Set task A: In the message below about adding bzip2 to busybox, list each change the author made to the "Transmit the mapping table" part.

Text provided:
◆ ◆ ◆
Hi Julian,

I added bzip2 applet to busybox. See http://busybox.net/
for more info about busybox.

In the process of adapting it, I found a few places where I can
optimize it a bit. However, bigger optimizations came simply
from declaring functions static, as recent gcc versions
are using register parameter passing in this case.

As a result, bzip2 in busybox is significantly faster than bzip2
built from your latest source tarball. To be more exact:
when compiled with gcc 4.2.1, and run on Athlon 64 1800 MHz
with 512K L2 cache, stock bzip2 is 26.4% slower than bbox bzip2.
(time to compress gcc-4.2.1.tar is 126.4% compared to bbox).

Small optimization opportunities I noticed and implemented
in compress.c (sorry, indentation and formatting a bit changed,
but shouldn't be hard to find these places):

                        /*
                         * Find the coding table which is best for this group,
                         * and record its identity in the selector table.
                         */
                        /*bc = 999999999;*/
                        /*bt = -1;*/
                        bc = cost[0];
                        bt = 0;
                        for (t = 1 /*0*/; t < nGroups; t++) {
                                if (cost[t] < bc) {
                                        bc = cost[t];
                                        bt = t;
                                }
                        }

And here:
"Transmit the mapping table" part is heavily modified,
temporary vector eliminated (now we use bitmap instead, fits into one register),
two loops eliminated, many one-bit bsW() calls coalesced into 16-bit ones.
Object code is much smaller:

        /*--- Transmit the mapping table. ---*/
        {
                /* bbox: optimized a bit more than in bzip2 */
                int inUse16 = 0;
                for (i = 0; i < 16; i++) {
                        if (sizeof(long) <= 4) {
                                inUse16 = inUse16*2 +
                                        ((*(uint32_t*)&(s->inUse[i * 16 + 0])
◆ ◆ ◆
Collected data entries
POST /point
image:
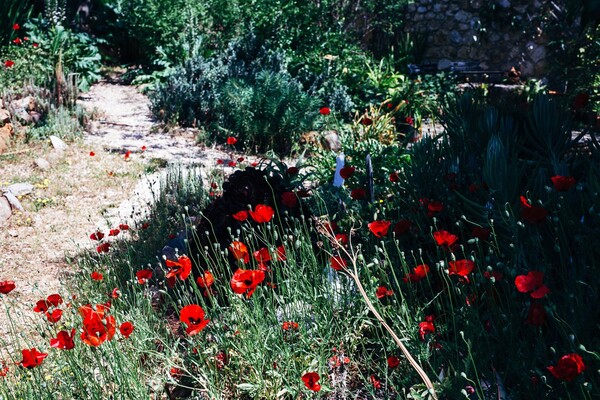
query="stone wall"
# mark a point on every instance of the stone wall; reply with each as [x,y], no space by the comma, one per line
[494,34]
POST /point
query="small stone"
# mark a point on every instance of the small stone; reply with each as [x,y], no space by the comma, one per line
[5,210]
[20,189]
[41,163]
[461,16]
[4,116]
[456,37]
[35,116]
[57,143]
[14,202]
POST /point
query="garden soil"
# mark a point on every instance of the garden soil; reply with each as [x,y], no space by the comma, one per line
[93,184]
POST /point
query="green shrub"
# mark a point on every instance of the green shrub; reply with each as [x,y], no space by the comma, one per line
[245,91]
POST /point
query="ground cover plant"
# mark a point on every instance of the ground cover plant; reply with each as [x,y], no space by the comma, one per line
[481,273]
[381,262]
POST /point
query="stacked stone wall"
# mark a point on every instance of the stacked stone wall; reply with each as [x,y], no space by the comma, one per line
[493,34]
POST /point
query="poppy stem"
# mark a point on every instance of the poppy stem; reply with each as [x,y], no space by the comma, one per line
[354,275]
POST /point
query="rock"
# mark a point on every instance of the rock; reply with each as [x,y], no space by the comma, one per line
[6,132]
[57,143]
[5,210]
[461,16]
[20,189]
[4,116]
[456,37]
[35,116]
[24,117]
[14,202]
[41,164]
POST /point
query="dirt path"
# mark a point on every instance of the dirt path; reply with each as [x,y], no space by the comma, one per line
[80,193]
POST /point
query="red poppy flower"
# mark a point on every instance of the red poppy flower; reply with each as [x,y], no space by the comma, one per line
[262,255]
[262,213]
[379,228]
[382,292]
[461,268]
[240,215]
[240,251]
[568,367]
[54,299]
[532,282]
[563,183]
[41,306]
[341,238]
[63,340]
[289,199]
[375,382]
[193,317]
[126,329]
[290,325]
[281,253]
[97,236]
[444,238]
[97,326]
[366,121]
[103,248]
[434,207]
[54,316]
[402,227]
[32,358]
[143,275]
[246,281]
[537,314]
[347,172]
[6,287]
[337,263]
[181,268]
[481,233]
[358,194]
[426,327]
[532,214]
[419,273]
[393,361]
[310,380]
[97,276]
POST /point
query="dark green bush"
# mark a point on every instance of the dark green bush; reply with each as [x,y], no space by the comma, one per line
[246,91]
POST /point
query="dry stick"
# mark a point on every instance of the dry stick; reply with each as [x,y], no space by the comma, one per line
[403,348]
[15,152]
[409,357]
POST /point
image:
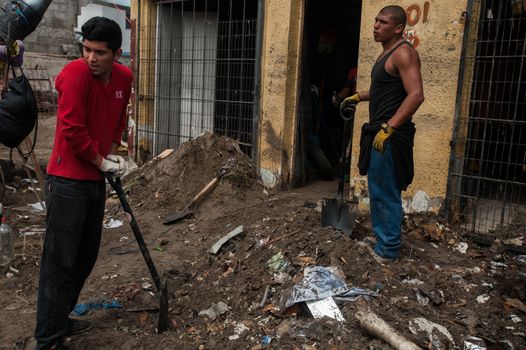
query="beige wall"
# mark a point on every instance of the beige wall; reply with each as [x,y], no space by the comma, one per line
[437,32]
[279,86]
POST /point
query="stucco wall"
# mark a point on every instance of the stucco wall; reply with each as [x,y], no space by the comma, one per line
[55,29]
[436,27]
[279,86]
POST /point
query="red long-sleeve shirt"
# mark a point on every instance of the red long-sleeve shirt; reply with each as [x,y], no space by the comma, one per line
[90,116]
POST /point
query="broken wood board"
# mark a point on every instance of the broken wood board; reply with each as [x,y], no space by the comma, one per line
[215,248]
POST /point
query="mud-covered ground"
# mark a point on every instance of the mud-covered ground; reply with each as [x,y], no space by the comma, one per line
[479,291]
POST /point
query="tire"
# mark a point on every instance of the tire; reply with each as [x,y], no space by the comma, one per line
[320,162]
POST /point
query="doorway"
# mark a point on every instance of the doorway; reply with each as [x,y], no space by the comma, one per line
[331,35]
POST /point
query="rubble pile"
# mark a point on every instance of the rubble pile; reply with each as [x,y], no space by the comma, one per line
[175,177]
[254,270]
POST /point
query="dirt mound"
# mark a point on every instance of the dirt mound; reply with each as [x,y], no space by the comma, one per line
[170,181]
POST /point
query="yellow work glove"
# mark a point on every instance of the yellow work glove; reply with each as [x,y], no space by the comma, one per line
[349,104]
[379,140]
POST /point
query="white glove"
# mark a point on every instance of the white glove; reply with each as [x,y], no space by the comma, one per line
[113,164]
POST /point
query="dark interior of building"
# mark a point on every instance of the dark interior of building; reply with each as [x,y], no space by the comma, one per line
[330,53]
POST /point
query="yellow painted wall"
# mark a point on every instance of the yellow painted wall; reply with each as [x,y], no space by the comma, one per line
[281,48]
[437,31]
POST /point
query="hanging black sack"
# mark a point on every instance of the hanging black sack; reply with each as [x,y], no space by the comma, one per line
[18,112]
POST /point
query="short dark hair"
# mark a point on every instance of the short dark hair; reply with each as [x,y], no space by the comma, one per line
[103,29]
[396,12]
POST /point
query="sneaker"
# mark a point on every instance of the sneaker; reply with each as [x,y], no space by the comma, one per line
[77,326]
[379,259]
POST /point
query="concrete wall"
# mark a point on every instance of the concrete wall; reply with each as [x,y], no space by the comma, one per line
[279,88]
[436,28]
[119,16]
[55,29]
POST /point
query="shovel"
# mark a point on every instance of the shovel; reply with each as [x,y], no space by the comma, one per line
[192,205]
[162,287]
[335,212]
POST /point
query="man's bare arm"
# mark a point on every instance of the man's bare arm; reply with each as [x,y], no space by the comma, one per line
[364,95]
[407,63]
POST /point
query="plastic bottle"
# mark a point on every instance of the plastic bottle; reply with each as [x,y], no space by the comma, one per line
[6,243]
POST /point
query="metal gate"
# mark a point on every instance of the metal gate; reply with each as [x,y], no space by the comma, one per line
[198,62]
[487,180]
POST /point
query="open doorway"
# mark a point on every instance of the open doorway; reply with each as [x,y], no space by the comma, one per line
[331,35]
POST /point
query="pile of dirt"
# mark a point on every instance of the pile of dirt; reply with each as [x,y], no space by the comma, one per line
[175,177]
[234,299]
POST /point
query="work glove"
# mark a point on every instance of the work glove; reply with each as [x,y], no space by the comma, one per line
[113,164]
[349,104]
[379,140]
[336,99]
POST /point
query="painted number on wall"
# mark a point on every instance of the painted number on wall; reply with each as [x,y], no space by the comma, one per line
[415,14]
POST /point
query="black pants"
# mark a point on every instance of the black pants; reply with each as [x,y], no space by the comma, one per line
[75,210]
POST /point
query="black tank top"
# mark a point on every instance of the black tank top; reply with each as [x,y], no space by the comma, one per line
[387,92]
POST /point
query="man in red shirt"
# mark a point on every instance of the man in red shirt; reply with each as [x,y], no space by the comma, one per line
[93,95]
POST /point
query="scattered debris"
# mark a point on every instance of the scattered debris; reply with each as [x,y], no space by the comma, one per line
[483,298]
[461,247]
[437,335]
[83,309]
[215,248]
[474,343]
[113,223]
[278,262]
[214,311]
[325,308]
[381,329]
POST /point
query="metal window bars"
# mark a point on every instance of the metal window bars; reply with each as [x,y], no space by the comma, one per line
[487,180]
[197,70]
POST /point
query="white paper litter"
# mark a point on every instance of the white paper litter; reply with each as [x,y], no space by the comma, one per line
[325,307]
[113,223]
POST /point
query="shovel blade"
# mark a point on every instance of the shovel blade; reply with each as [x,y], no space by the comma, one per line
[338,215]
[177,216]
[162,324]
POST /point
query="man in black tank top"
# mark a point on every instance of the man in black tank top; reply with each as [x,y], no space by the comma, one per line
[386,143]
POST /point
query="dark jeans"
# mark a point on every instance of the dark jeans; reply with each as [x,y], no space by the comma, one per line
[75,210]
[386,202]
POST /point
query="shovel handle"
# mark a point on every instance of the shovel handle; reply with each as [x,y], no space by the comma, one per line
[117,186]
[205,190]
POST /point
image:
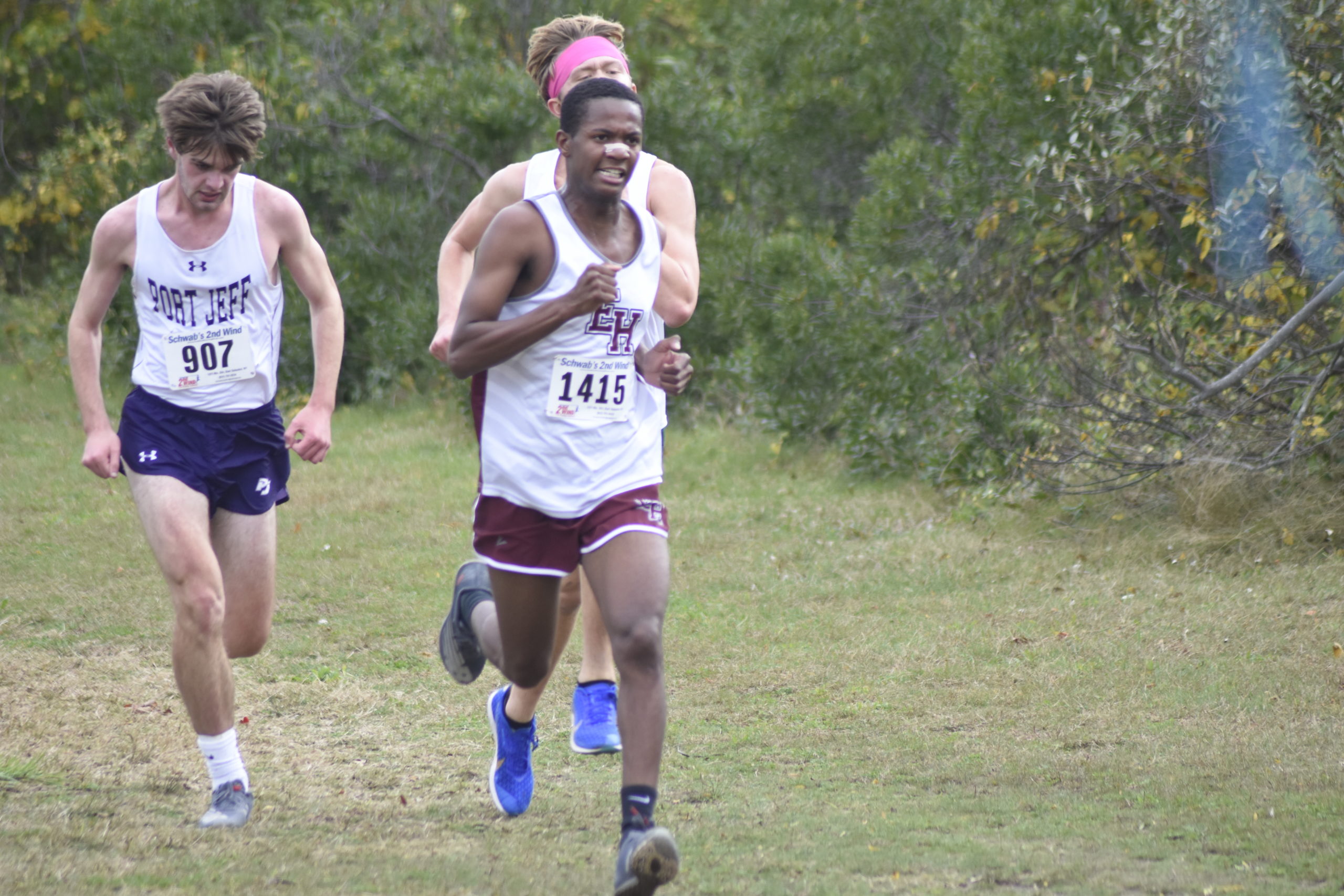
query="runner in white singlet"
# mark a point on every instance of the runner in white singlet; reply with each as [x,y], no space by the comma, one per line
[562,54]
[553,321]
[201,440]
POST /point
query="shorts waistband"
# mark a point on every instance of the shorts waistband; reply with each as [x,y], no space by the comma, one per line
[215,417]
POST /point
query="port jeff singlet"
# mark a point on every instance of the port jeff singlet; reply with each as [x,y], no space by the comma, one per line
[541,179]
[568,422]
[209,318]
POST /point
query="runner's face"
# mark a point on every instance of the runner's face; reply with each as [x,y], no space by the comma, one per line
[594,68]
[205,176]
[608,143]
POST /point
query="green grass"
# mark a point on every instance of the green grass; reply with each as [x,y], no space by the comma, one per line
[872,691]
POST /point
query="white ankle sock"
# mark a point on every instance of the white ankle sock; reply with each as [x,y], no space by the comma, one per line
[222,758]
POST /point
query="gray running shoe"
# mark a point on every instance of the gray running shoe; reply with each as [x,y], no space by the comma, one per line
[457,645]
[647,860]
[230,806]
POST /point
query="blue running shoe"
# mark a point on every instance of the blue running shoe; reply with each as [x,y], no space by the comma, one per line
[594,719]
[511,773]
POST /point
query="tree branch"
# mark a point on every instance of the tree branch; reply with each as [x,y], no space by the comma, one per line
[1273,342]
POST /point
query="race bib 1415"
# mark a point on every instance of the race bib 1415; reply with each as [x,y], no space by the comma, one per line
[209,356]
[592,388]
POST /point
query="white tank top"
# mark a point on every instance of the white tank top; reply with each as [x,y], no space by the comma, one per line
[542,167]
[209,318]
[541,181]
[545,444]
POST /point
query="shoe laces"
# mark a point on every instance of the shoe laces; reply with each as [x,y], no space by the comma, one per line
[523,742]
[601,710]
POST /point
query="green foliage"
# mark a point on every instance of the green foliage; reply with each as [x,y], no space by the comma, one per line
[951,237]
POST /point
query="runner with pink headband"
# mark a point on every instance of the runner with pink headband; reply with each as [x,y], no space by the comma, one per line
[577,54]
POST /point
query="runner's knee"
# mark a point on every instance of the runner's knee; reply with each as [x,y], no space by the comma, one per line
[639,647]
[201,608]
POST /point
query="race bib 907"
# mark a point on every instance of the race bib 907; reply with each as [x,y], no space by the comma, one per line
[210,356]
[592,388]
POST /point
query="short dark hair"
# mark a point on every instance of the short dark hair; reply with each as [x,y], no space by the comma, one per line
[586,92]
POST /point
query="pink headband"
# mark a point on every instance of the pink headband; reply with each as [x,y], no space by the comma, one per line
[577,54]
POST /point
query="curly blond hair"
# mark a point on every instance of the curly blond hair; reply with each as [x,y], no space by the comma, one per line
[221,111]
[550,41]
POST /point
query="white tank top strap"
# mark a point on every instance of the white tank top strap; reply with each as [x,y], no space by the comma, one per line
[541,174]
[637,188]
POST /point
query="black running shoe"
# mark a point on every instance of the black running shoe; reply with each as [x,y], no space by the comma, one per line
[647,860]
[457,645]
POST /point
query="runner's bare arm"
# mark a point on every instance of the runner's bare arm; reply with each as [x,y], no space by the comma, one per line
[666,366]
[515,248]
[112,253]
[310,431]
[673,202]
[457,253]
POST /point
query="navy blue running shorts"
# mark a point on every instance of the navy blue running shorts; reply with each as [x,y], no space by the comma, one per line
◆ ◆ ◆
Set task B: Tally the lines of the records above that contain the string "stone" with matching case, and give only the number.

Right answer A:
- The temporary vector was eliminated and replaced with a bitmap that fits into one register.
- Two loops were eliminated.
- Many one-bit bsW() calls were coalesced into 16-bit ones.

Right answer B: 6